(Entries taken from a collection)
• • •
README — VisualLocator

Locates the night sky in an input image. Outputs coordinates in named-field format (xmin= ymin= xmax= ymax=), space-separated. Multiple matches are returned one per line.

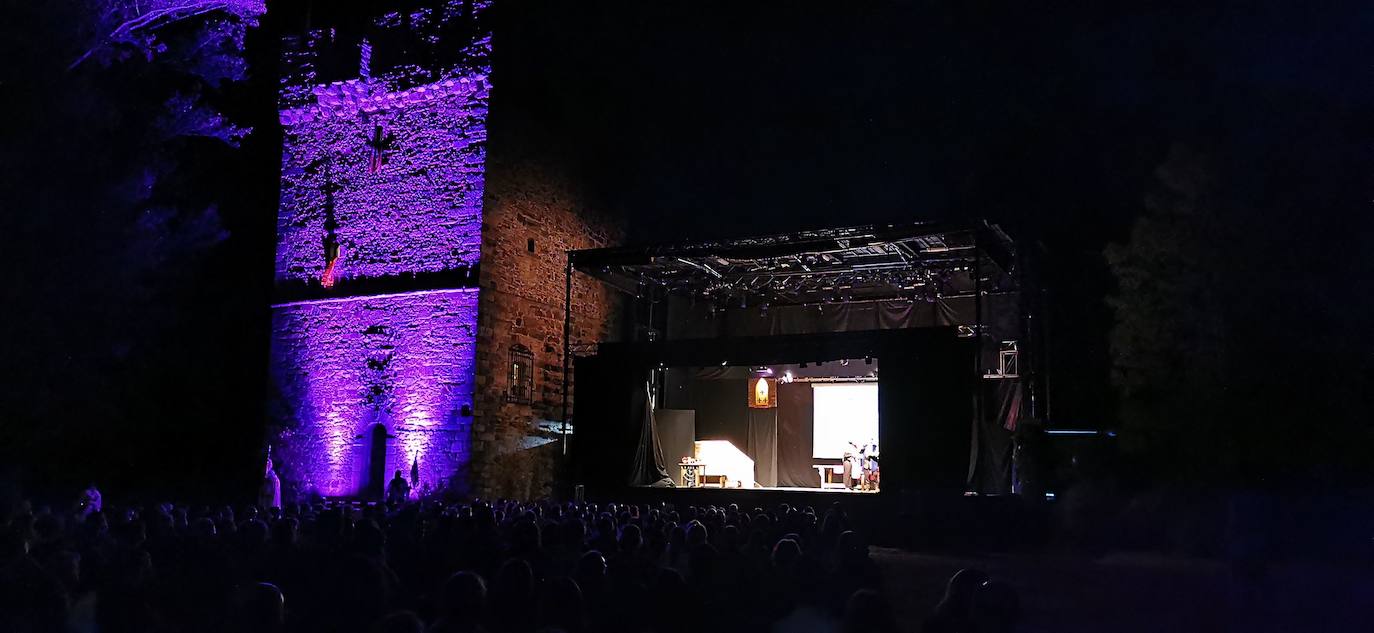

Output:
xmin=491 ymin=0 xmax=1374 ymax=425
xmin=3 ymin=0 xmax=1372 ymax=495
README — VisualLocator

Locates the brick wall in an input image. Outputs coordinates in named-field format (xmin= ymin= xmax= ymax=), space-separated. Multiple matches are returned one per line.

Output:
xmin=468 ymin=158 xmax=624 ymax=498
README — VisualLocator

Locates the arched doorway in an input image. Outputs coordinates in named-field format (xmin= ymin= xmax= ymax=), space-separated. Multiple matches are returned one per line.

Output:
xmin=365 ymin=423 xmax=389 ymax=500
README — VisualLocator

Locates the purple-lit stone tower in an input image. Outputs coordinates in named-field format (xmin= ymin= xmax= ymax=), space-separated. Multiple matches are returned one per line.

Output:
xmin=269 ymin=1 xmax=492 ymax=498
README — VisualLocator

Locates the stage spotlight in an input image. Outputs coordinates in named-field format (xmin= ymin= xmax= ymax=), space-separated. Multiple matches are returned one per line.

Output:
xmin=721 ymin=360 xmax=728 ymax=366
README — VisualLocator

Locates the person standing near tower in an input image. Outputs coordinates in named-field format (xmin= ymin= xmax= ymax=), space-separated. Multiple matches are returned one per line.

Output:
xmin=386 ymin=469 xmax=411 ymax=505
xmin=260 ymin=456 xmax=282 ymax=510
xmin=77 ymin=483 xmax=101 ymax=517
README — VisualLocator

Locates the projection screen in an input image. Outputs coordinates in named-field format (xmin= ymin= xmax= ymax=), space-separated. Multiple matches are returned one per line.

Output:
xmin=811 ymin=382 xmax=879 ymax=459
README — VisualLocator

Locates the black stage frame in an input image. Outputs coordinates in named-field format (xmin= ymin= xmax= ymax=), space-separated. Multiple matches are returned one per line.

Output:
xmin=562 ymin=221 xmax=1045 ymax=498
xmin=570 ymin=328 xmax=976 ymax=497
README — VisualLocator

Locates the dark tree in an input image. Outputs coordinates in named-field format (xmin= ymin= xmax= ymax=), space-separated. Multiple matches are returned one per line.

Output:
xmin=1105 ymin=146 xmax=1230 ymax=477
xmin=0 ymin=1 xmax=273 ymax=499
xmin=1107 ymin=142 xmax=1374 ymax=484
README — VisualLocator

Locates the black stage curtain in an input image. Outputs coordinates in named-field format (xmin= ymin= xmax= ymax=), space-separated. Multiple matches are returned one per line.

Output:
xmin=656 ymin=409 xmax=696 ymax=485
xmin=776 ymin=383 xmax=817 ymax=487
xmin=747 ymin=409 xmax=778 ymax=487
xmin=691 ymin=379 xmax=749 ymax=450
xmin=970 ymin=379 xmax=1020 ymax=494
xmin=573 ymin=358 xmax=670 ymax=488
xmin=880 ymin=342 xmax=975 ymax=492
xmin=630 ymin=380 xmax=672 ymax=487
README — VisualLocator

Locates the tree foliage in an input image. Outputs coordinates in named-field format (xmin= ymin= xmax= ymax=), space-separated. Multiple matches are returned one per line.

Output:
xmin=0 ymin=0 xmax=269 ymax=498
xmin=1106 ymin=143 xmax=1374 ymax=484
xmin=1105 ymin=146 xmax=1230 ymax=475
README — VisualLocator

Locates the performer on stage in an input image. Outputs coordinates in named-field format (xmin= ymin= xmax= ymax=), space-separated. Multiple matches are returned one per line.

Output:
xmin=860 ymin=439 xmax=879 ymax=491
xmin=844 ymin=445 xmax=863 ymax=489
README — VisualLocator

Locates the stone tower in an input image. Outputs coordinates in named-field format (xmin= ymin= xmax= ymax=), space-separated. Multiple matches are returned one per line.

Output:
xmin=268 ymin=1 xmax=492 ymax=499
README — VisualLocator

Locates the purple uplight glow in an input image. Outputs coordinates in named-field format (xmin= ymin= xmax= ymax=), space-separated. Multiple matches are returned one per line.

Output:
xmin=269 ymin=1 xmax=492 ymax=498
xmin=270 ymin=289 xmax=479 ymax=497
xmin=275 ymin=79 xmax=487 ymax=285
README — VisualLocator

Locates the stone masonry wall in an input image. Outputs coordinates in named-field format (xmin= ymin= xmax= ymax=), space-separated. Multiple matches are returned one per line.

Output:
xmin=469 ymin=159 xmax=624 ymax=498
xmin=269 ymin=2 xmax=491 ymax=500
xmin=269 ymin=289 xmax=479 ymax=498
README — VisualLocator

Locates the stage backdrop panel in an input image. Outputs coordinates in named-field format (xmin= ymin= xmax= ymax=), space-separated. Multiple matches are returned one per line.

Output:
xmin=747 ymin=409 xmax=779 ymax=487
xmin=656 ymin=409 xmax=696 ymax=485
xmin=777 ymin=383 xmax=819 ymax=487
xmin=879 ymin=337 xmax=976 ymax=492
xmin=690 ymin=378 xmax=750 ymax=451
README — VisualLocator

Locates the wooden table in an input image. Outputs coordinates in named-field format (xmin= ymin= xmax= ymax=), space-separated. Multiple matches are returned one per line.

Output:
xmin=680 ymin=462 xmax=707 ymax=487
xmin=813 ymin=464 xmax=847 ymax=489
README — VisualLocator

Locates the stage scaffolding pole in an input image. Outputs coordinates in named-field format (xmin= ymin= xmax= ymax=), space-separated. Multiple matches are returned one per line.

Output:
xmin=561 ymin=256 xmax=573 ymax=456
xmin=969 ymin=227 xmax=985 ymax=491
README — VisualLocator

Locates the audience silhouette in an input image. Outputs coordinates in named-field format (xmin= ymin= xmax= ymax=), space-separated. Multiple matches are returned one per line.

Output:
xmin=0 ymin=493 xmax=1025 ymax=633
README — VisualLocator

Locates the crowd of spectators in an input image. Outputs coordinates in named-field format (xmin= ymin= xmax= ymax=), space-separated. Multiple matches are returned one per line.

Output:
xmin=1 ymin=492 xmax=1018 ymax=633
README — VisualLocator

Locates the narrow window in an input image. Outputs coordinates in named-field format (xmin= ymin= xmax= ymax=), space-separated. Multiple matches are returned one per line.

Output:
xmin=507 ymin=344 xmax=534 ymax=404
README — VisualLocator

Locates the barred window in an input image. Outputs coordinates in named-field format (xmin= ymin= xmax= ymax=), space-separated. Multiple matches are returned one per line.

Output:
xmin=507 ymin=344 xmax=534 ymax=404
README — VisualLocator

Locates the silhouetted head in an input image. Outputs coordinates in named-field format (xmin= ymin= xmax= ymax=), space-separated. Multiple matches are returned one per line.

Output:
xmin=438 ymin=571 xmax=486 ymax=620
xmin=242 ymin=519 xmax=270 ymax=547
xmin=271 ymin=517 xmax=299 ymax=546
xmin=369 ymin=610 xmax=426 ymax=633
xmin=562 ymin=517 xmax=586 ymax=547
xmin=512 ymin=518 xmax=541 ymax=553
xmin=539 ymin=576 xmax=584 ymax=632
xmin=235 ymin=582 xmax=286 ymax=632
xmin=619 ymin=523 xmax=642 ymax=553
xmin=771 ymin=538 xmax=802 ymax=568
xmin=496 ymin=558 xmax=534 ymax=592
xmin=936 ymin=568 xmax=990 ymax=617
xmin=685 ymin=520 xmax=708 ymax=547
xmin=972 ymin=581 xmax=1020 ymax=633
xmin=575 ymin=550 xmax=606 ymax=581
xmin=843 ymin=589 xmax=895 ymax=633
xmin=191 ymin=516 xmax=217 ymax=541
• • •
How many of the lines above hold the word "stone"? Answer with only the number.

3